◆ **PASSAGE FOR REVIEW**
********************

All suggesting empathic brain responses are prone to modulation
CONTEXTUAL APPROACH
Authors “…propose a contextual approach to empathy….that;
(i) empathy is modulated by appraisal processes and
(ii) this modulation is present even at the subpersonal [?] level of a neural empathic response, and can be fast, and implicit.” de Vigenmont & Singer, 2006, 437
leaves lots of room with those who have distorted cognitions – like my theory of the childhood broken-rule people
authors distinguish between two types of modulation of empathy
…”..one can modulate one’s empathy voluntarily, using the control one has over one’s emotional responses..” de Vigenmont & Singer, 2006, 437
which those of us with inadequate infant brain development cannot easily do (regulate emotions)
…mentions Buddhist monk, I would say also like chemo doctors’ “functional empathy”, like professionals – journalists EMT, cops, etc
……also, earned secure attachment would fit here – we changed the way we experience empathy from the way we were treated ourselves
…:empathy can be modulated by implicit appraisal processes, which might strongly influence the magnitude of empathic responses.” de Vigenmont & Singer, 2006, 437
these would be the unconscious ones
four main categories of modulatory factors:
…intrinsic features of the shared emotions: intensity, saliency [striking point or feature] and valence (positive versus negative) of the emotion might have great influence on empathy of the perceiver of another’s emotions
…………….it might be easier to empathize with primary emotions such as fear, happiness or sadness rather than with secondary emotions such as jealousy
….relationship between characteristics of people involved
……..gender, personality, age, past experiences of empathizer
……..if empathizer does not have the specific experiences of the other, can use cognitive perspective taking, but cannot empathize
……..this is especially relevant, to me, in regard to traumas, authors use example of vertigo
..context of situation
………judgment as to if the other’s emotion is justified in situation
………..does other’s reaction make sense to us in the situation
………..empathy difficult if there is more than one person present each expressing different emotions
Past history of trauma is a major factor in empathy modulation. The first place to look for its effects are in the roles we are triggered to take in relation to the emotional world of human interactions we participate in. The role of perpetrator, victim or rescuer will manifest in all emotional reactions because emotion is intimately tied to the human aspect of drama that operates in our interactions with each other.

********************

◆ **PROVIDED INFORMATION**
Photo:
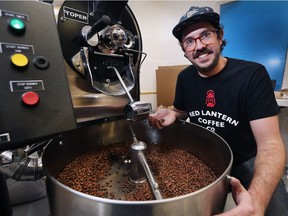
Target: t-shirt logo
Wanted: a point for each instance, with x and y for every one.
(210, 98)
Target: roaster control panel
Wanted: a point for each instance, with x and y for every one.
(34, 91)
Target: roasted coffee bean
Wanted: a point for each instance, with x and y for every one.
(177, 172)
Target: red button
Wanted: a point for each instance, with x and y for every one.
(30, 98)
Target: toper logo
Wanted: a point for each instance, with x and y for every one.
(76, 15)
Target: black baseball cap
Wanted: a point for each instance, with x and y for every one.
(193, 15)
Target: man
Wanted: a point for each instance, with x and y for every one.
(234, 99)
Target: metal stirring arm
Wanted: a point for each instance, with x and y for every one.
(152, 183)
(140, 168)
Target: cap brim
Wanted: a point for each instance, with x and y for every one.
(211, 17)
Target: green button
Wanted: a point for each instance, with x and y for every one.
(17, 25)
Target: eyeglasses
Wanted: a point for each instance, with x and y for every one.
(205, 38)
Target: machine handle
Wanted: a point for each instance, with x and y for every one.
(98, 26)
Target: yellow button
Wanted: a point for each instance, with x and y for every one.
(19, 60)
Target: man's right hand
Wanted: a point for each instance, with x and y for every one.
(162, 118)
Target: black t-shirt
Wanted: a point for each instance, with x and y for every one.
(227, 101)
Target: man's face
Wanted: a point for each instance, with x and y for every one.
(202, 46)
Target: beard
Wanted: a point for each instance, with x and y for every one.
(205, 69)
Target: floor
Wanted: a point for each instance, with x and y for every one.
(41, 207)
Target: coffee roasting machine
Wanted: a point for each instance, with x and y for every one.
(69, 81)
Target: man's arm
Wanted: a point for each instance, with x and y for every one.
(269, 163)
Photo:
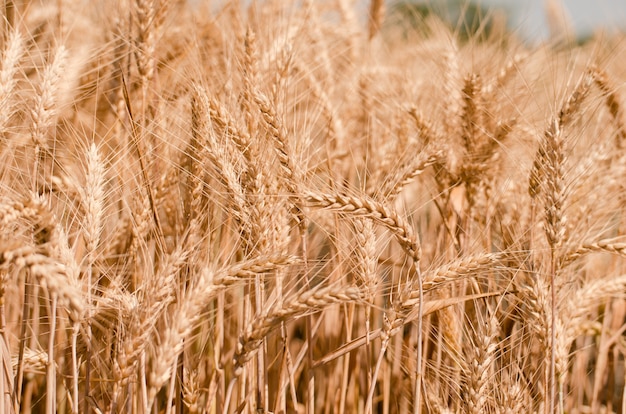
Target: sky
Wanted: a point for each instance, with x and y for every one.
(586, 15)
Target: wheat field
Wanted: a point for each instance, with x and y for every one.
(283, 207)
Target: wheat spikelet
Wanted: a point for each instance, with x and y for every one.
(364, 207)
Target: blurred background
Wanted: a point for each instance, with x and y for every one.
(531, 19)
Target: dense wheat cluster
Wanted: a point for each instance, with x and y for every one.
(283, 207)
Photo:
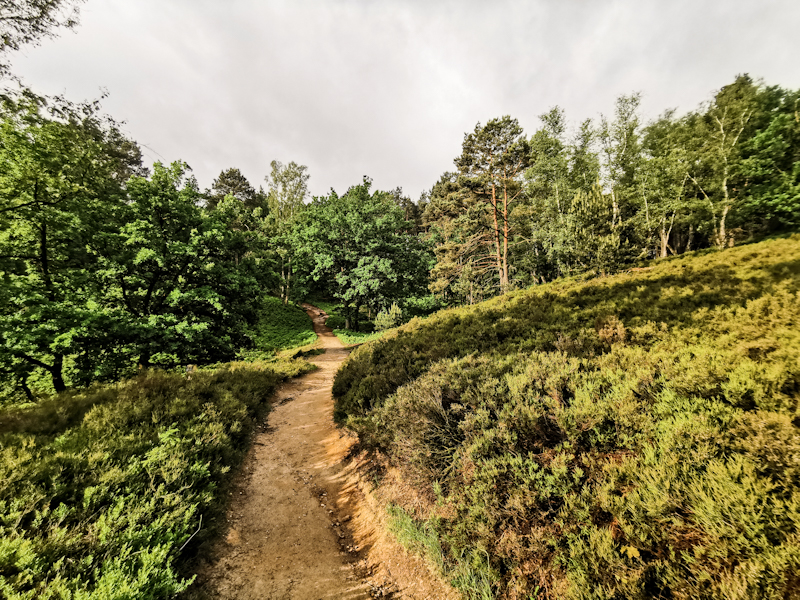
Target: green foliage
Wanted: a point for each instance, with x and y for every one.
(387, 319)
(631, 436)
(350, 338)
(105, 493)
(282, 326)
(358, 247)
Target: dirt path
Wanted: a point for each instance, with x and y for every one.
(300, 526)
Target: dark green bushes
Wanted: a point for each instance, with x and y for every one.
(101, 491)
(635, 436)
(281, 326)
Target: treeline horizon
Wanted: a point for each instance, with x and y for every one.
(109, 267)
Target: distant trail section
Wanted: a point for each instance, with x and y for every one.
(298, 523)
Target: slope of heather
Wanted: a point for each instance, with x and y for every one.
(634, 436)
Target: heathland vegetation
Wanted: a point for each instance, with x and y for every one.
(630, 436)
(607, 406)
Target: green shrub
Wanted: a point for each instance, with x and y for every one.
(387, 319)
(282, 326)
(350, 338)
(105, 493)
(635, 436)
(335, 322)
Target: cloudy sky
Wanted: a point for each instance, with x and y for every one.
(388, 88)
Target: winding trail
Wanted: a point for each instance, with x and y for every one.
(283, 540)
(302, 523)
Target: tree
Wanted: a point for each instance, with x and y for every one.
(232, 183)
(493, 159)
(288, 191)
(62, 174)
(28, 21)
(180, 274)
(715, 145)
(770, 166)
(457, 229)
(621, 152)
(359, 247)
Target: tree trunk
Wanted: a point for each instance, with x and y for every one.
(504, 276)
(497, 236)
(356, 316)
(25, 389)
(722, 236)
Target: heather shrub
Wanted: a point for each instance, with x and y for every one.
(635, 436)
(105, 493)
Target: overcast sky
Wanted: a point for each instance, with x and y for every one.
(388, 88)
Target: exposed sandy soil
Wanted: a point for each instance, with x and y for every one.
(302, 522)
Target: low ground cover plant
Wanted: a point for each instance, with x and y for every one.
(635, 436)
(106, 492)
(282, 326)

********************

◆ **PROMPT**
Do the following statements agree with the notes on empathy modulation? Answer yes or no for each, and quote the words from the notes that decide it.
(a) It might be easier to empathize with primary emotions such as fear than with secondary emotions such as jealousy.
(b) Empathy becomes easier when several people are present, each expressing different emotions.
(c) An empathizer who lacks the other person's specific experiences can still use cognitive perspective taking.

◆ **SOLVED PROBLEM**
(a) Yes: "it might be easier to empathize with primary emotions such as fear, happiness or sadness rather than with secondary emotions such as jealousy"
(b) No: "empathy difficult if there is more than one person present each expressing different emotions"
(c) Yes: "if empathizer does not have the specific experiences of the other, can use cognitive perspective taking, but cannot empathize"